GOAL OF THE EXERCISE:
Copy out every line of the records below without changing anything.

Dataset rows
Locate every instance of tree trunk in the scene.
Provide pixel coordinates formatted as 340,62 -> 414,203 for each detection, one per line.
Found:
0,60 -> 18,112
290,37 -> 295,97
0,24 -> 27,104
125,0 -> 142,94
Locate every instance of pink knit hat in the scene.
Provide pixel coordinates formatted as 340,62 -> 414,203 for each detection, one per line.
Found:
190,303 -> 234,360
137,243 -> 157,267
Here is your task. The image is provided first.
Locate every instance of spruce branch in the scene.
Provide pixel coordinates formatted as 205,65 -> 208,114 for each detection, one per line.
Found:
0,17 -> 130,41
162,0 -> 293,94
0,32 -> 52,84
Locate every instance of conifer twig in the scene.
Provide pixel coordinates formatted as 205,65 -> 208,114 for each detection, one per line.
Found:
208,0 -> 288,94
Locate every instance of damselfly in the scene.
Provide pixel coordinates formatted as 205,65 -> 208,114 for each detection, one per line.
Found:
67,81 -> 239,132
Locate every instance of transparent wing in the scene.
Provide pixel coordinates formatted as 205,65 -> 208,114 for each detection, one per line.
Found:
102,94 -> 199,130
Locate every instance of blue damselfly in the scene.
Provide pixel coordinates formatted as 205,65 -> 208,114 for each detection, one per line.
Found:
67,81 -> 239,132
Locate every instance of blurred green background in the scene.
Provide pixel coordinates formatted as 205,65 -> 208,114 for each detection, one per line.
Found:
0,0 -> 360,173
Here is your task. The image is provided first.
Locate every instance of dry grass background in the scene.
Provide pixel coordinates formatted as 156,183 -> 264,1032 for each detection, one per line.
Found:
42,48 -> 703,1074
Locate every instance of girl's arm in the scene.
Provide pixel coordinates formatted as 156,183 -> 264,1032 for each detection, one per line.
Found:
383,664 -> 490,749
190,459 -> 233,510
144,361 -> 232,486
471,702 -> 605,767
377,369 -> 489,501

EXERCISE ANSWER:
Locate every instance of tree trunk in the scene.
Provide pixel coordinates formatted as 340,62 -> 414,203 for each detection, one per line.
Found:
0,60 -> 18,112
290,37 -> 295,97
0,24 -> 27,104
125,0 -> 142,94
Locate every instance of pink knit hat in the scene.
Provide pixel coordinates formatted as 340,62 -> 414,203 for each detection, one per line.
Found:
190,303 -> 234,360
137,243 -> 157,267
Here is your task. The image is provided first.
Locate every instance of spruce branch in the scene.
Provide pixel coordinates formatted as 205,65 -> 208,114 for each detection, one per line.
Found:
0,17 -> 130,41
162,0 -> 293,94
0,32 -> 52,84
Locate every instance of conifer twig in the scene.
Provide pixel coordinates formatted as 205,65 -> 208,114 for each detection, one per line.
Found:
208,0 -> 288,94
Locate every instance of damselfly in the scene.
Provide pixel coordinates formatted as 205,65 -> 208,114 for each detection, one per line.
Found:
67,81 -> 239,132
Locate every instance of transparent wing in the scene.
Provide pixel coordinates formatted as 205,65 -> 208,114 for each detection, one per line.
Found:
102,94 -> 199,130
Locate every instance of blue damselfly in the scene.
Provide pixel coordinates formatted as 205,65 -> 208,114 for each detection, one per line.
Found:
67,81 -> 239,132
Locate every instance of blurred green background in the scene.
Provide pixel coordinates formatted as 205,65 -> 208,114 for each detection, one per line.
Found:
0,0 -> 360,173
Here is your task. The image is provided first.
Locate every instance of dry grass background in the scene.
Provide pixel coordinates formatted as 156,183 -> 264,1032 for each detection, one per line.
Found:
42,48 -> 703,1074
Locate every instance of girl's arm in the scene.
Provide pixel coordinates formatted as 156,183 -> 264,1032 for each detection, one per line.
Found:
383,664 -> 490,749
190,459 -> 233,510
144,361 -> 232,486
471,702 -> 605,767
377,369 -> 489,501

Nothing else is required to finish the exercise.